Give every line of the records below as a JSON list of strings, one string per line, leaving out blank lines.
___ EXTRACTED DATA ___
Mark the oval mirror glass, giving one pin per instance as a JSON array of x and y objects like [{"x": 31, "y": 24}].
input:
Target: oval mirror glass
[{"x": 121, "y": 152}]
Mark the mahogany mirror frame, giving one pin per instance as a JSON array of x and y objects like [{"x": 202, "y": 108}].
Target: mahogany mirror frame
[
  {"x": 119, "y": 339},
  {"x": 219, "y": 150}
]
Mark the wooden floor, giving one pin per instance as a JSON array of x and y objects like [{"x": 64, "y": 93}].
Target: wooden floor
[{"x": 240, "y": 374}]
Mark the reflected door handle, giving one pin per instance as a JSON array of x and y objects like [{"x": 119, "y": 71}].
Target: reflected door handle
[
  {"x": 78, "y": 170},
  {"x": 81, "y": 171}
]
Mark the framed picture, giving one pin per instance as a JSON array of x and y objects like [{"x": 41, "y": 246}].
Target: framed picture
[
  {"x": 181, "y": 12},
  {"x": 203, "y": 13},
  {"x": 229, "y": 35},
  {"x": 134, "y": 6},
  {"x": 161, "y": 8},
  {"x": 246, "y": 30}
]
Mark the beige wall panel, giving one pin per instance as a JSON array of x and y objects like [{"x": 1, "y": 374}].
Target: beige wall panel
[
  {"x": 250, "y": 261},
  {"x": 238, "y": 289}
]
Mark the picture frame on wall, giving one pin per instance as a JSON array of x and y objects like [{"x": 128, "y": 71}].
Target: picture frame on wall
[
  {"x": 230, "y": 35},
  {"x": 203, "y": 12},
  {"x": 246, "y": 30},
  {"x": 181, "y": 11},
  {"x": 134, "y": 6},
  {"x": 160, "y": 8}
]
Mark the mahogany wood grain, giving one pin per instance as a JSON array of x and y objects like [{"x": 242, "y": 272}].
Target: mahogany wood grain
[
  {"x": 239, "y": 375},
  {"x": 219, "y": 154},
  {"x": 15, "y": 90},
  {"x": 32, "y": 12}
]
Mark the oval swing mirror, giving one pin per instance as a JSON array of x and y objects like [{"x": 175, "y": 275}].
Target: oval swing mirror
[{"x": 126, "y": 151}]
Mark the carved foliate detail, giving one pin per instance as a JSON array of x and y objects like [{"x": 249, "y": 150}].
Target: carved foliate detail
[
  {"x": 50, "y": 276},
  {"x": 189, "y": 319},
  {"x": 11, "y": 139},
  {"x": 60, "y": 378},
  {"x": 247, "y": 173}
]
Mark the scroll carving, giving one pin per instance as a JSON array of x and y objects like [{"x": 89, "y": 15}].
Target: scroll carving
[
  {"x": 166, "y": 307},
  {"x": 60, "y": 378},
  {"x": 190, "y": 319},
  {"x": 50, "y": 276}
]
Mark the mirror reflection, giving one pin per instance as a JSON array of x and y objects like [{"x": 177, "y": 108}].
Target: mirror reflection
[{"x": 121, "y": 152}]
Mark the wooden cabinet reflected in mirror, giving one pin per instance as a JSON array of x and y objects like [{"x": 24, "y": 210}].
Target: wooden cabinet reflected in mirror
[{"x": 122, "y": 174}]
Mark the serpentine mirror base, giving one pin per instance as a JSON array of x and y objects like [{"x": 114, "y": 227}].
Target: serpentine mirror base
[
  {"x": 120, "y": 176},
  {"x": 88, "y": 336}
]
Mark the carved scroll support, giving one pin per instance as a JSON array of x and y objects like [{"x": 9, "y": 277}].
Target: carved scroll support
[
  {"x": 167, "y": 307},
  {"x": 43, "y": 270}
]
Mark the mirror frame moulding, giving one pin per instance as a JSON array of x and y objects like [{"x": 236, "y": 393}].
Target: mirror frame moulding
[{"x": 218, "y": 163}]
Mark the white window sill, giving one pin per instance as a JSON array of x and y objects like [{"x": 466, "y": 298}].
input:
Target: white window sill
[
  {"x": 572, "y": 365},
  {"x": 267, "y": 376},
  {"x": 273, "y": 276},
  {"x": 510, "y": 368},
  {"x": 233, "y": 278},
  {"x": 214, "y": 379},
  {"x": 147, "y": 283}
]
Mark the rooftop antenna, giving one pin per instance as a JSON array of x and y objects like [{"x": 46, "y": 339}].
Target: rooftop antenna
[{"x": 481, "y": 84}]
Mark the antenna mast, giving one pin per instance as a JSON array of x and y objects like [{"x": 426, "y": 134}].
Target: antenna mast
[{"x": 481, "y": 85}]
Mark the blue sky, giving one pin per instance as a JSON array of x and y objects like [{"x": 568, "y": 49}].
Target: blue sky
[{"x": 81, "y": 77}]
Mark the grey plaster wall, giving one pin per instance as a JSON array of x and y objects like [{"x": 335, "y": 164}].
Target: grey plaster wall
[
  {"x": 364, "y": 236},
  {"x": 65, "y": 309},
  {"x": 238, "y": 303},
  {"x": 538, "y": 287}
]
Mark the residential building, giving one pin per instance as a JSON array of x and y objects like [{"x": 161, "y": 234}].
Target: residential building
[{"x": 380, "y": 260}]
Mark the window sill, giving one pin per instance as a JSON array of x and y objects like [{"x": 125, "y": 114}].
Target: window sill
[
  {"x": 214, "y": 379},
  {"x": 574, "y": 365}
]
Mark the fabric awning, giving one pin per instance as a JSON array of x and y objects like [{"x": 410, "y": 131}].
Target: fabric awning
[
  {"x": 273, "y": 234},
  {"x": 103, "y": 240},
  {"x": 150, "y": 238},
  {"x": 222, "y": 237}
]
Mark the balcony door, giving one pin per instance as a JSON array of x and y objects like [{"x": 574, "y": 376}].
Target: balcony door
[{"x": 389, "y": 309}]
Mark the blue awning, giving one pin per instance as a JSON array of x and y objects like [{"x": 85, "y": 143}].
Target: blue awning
___
§ CORRECT RESPONSE:
[
  "Mark the oval mirror glass, giving one pin per instance as a JSON array of x and y objects like [{\"x\": 31, \"y\": 24}].",
  "input:",
  "Target: oval mirror glass",
  "[{\"x\": 121, \"y\": 152}]",
  "Mark the mahogany mirror frame, giving one pin per instance as a JSON array of x and y objects like [{\"x\": 202, \"y\": 108}].",
  "Target: mahogany mirror frame",
  "[",
  "  {\"x\": 119, \"y\": 339},",
  "  {\"x\": 219, \"y\": 150}",
  "]",
  "Mark the wooden floor, giving one pin per instance as a JSON array of x and y objects like [{\"x\": 64, \"y\": 93}].",
  "Target: wooden floor",
  "[{\"x\": 240, \"y\": 374}]",
  "Mark the reflected door handle, giving one pin per instance as a JSON array of x and y objects like [{\"x\": 119, \"y\": 71}].",
  "Target: reflected door handle",
  "[",
  "  {\"x\": 78, \"y\": 170},",
  "  {\"x\": 81, \"y\": 171}",
  "]",
  "Mark the framed picture, giving one pin per instance as a JSON array of x and y objects like [{\"x\": 41, \"y\": 246}].",
  "Target: framed picture",
  "[",
  "  {\"x\": 181, \"y\": 12},",
  "  {\"x\": 203, \"y\": 13},",
  "  {\"x\": 229, \"y\": 35},",
  "  {\"x\": 134, \"y\": 6},",
  "  {\"x\": 161, \"y\": 8},",
  "  {\"x\": 246, \"y\": 30}",
  "]",
  "Mark the beige wall panel, giving one pin per instance as a JSON array of x and y objects like [{\"x\": 1, \"y\": 374}].",
  "Target: beige wall panel",
  "[",
  "  {\"x\": 250, \"y\": 261},",
  "  {\"x\": 238, \"y\": 289}",
  "]",
  "Mark the picture frame on wall, giving one pin per instance as a JSON array of x and y objects like [{\"x\": 128, \"y\": 71}].",
  "Target: picture frame on wall",
  "[",
  "  {\"x\": 230, \"y\": 35},",
  "  {\"x\": 203, \"y\": 12},",
  "  {\"x\": 246, \"y\": 30},",
  "  {\"x\": 181, \"y\": 11},",
  "  {\"x\": 134, \"y\": 6},",
  "  {\"x\": 160, \"y\": 8}",
  "]",
  "Mark the mahogany wood grain, giving one pin per instance as a JSON array of x and y objects like [{\"x\": 242, \"y\": 272}].",
  "Target: mahogany wood grain",
  "[",
  "  {\"x\": 239, \"y\": 375},",
  "  {\"x\": 219, \"y\": 154},",
  "  {\"x\": 15, \"y\": 90},",
  "  {\"x\": 32, \"y\": 12}",
  "]",
  "Mark the oval swing mirror, giving one pin per instance as a JSON array of x and y objects like [{\"x\": 175, \"y\": 275}].",
  "Target: oval swing mirror",
  "[{\"x\": 126, \"y\": 151}]",
  "Mark the carved foliate detail, giving one pin per instance as a JSON array of x and y objects like [{\"x\": 249, \"y\": 150}].",
  "Target: carved foliate detail",
  "[",
  "  {\"x\": 50, \"y\": 276},",
  "  {\"x\": 189, \"y\": 319},",
  "  {\"x\": 11, \"y\": 139},",
  "  {\"x\": 60, \"y\": 378},",
  "  {\"x\": 247, \"y\": 173}",
  "]",
  "Mark the scroll carving, giving one pin per instance as a JSON array of x and y objects like [{\"x\": 89, \"y\": 15}].",
  "Target: scroll carving",
  "[",
  "  {\"x\": 166, \"y\": 307},",
  "  {\"x\": 60, \"y\": 378},",
  "  {\"x\": 190, \"y\": 319},",
  "  {\"x\": 50, \"y\": 276}",
  "]",
  "Mark the mirror reflection, giving one pin per instance as a JSON array of x and y objects like [{\"x\": 177, \"y\": 108}].",
  "Target: mirror reflection",
  "[{\"x\": 121, \"y\": 152}]",
  "Mark the wooden cabinet reflected in mirror, giving one pin per instance as a JSON array of x and y objects like [{\"x\": 24, \"y\": 210}].",
  "Target: wooden cabinet reflected in mirror",
  "[{\"x\": 122, \"y\": 174}]",
  "Mark the serpentine mirror base, giving one pin per instance as a JSON array of x and y objects like [{\"x\": 114, \"y\": 227}].",
  "Target: serpentine mirror base",
  "[",
  "  {\"x\": 120, \"y\": 176},",
  "  {\"x\": 88, \"y\": 336}",
  "]",
  "Mark the carved scroll support, giving one pin per instance as a JSON array of x and y objects like [{\"x\": 9, \"y\": 277}].",
  "Target: carved scroll support",
  "[",
  "  {\"x\": 167, \"y\": 307},",
  "  {\"x\": 43, \"y\": 270}",
  "]",
  "Mark the mirror frame moulding, giving one pin per instance as a JSON array of x and y objects like [{\"x\": 236, \"y\": 393}].",
  "Target: mirror frame moulding",
  "[{\"x\": 218, \"y\": 163}]",
  "Mark the white window sill, giving one pin per instance as a JSON array of x and y objects like [{\"x\": 466, \"y\": 298}].",
  "input:",
  "Target: white window sill",
  "[",
  "  {\"x\": 572, \"y\": 365},",
  "  {\"x\": 267, \"y\": 376},",
  "  {\"x\": 273, \"y\": 276},",
  "  {\"x\": 510, \"y\": 368},",
  "  {\"x\": 233, \"y\": 278},",
  "  {\"x\": 214, \"y\": 379},",
  "  {\"x\": 147, \"y\": 283}",
  "]",
  "Mark the rooftop antenna, giving one pin per instance as a JSON array of x and y objects like [{\"x\": 46, \"y\": 339}].",
  "Target: rooftop antenna",
  "[{\"x\": 481, \"y\": 84}]",
  "Mark the antenna mast, giving one pin per instance as a JSON array of x and y objects like [{\"x\": 426, \"y\": 134}].",
  "Target: antenna mast",
  "[{\"x\": 481, \"y\": 85}]",
  "Mark the blue sky, giving one pin per instance as a JSON array of x and y objects like [{\"x\": 568, \"y\": 49}].",
  "Target: blue sky",
  "[{\"x\": 81, \"y\": 77}]",
  "Mark the grey plaster wall, giving one pin per instance as a JSON array of x and y objects like [{\"x\": 335, \"y\": 164}].",
  "Target: grey plaster wall",
  "[",
  "  {\"x\": 364, \"y\": 236},",
  "  {\"x\": 65, \"y\": 309},",
  "  {\"x\": 238, \"y\": 303},",
  "  {\"x\": 538, \"y\": 287}",
  "]",
  "Mark the residential building, giving one pin per instance as a JSON array of x and y objects like [{\"x\": 161, \"y\": 234}].",
  "Target: residential building",
  "[{\"x\": 380, \"y\": 260}]",
  "Mark the window sill, giving one pin per instance as a JSON array of x and y objects like [{\"x\": 125, \"y\": 114}].",
  "Target: window sill",
  "[",
  "  {\"x\": 214, \"y\": 379},",
  "  {\"x\": 574, \"y\": 365}",
  "]",
  "Mark the fabric awning, giving one pin per instance as a JSON array of x and y objects like [{\"x\": 410, \"y\": 131}].",
  "Target: fabric awning",
  "[",
  "  {\"x\": 273, \"y\": 234},",
  "  {\"x\": 103, \"y\": 240},",
  "  {\"x\": 150, \"y\": 238},",
  "  {\"x\": 222, \"y\": 237}",
  "]",
  "Mark the balcony door, giving one pin per instance as a JSON array of x and y objects like [{\"x\": 574, \"y\": 376}].",
  "Target: balcony door",
  "[{\"x\": 389, \"y\": 309}]",
  "Mark the blue awning, giving one pin per instance as a JSON array of x and y objects like [{\"x\": 85, \"y\": 143}].",
  "Target: blue awning"
]